◆ WRITTEN PROBLEM
Print out every line, exactly as written.

◆ DATASET ENTRIES
━━━━━━━━━━━━━━━━━━━━

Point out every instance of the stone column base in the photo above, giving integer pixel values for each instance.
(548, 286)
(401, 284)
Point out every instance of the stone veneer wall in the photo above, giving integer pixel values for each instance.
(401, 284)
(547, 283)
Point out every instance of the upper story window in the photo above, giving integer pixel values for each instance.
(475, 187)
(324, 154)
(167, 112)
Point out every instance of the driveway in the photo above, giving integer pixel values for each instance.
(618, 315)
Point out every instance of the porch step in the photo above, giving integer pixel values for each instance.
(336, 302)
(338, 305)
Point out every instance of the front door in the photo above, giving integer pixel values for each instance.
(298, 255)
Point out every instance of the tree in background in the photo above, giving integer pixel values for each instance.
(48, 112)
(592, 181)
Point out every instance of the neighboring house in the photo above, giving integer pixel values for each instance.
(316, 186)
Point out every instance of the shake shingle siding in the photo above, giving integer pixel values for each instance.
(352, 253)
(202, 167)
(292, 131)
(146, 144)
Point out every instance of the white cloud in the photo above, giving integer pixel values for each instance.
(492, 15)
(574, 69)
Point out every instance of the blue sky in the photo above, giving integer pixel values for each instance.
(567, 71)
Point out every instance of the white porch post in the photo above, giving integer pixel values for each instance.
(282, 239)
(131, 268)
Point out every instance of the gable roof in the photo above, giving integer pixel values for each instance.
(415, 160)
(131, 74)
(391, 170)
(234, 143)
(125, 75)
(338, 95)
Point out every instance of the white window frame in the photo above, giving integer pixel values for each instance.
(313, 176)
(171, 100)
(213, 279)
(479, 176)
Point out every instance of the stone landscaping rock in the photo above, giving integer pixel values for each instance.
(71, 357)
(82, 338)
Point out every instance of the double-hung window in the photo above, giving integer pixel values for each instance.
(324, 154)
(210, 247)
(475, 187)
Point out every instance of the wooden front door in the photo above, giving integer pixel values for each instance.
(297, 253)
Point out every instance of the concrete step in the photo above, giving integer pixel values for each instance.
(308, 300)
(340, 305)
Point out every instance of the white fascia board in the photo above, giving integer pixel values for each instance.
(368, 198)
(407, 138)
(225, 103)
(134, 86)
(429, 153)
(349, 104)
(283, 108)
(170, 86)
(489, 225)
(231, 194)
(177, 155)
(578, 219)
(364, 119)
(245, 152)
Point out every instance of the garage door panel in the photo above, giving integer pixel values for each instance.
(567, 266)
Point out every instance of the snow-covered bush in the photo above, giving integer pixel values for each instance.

━━━━━━━━━━━━━━━━━━━━

◆ WRITTEN ANSWER
Point out every instance of the stone column base in the photo above, giving integer pixel values for each instance.
(548, 286)
(401, 284)
Point out every instance of the stone veneer wall in the photo above, giving integer pixel values for each instance.
(401, 284)
(547, 283)
Point out every instance of the upper story window in the photo above, giving integer pixel values for each instance.
(475, 187)
(324, 154)
(167, 112)
Point out every instance of the driveway in the photo above, giving integer pixel values for each instance.
(618, 315)
Point out every instance of the porch step in the photo above, giving integer pixel values for each instance.
(336, 302)
(338, 305)
Point out every instance of the front door in the photo above, giving integer pixel values for each instance.
(298, 255)
Point out every instance of the tree in background in the photo above, giving integer pixel values for each instance.
(48, 112)
(592, 181)
Point out every instance of the neighboring house in the photo above, giving integer pixel values for each instance.
(316, 186)
Point out every instance of the shake shingle siding in the photo above, giving integer pixel values for each instance.
(352, 253)
(202, 167)
(292, 131)
(146, 144)
Point out every instance of the white cloud in the photo above, giving integer pixel values for each instance.
(492, 15)
(574, 69)
Point out every instance of the blue sky in the photo above, giving integer pixel values for each instance.
(567, 71)
Point out every instance of the white porch post in the photo above, giving integer pixel values for each instance.
(282, 239)
(131, 268)
Point out every instance of the gable roof in the photo above, giving integer pixel values for each instance.
(415, 160)
(131, 74)
(391, 170)
(234, 143)
(125, 75)
(338, 95)
Point out every instance of the white window frame in the photo above, giving integer pixel values for each instance.
(313, 176)
(171, 100)
(213, 279)
(479, 176)
Point out every instance of the stone landscaping rock in the photo above, giving integer pixel values for each instance.
(71, 357)
(82, 338)
Point out every instance of the double-hung window in the photo above, giving integer pixel values for each instance.
(324, 154)
(210, 247)
(475, 187)
Point out every instance of the wooden front door in the photo above, giving integer pixel values for each instance.
(297, 253)
Point out every instance of the concrete step in the photo above, giving integer pixel values for each instance.
(308, 300)
(340, 305)
Point out every instance of the white fascia board in the photo above, giving integer pixel values for each instance.
(368, 198)
(407, 138)
(225, 103)
(134, 86)
(429, 153)
(349, 104)
(283, 108)
(170, 86)
(489, 225)
(231, 194)
(177, 155)
(578, 219)
(364, 119)
(245, 152)
Point out every instance of the garage door panel in the photo above, giving integer pixel values for each instance.
(567, 266)
Point out every instance of the snow-covered bush in the photo above, giving integer pixel values for each instance.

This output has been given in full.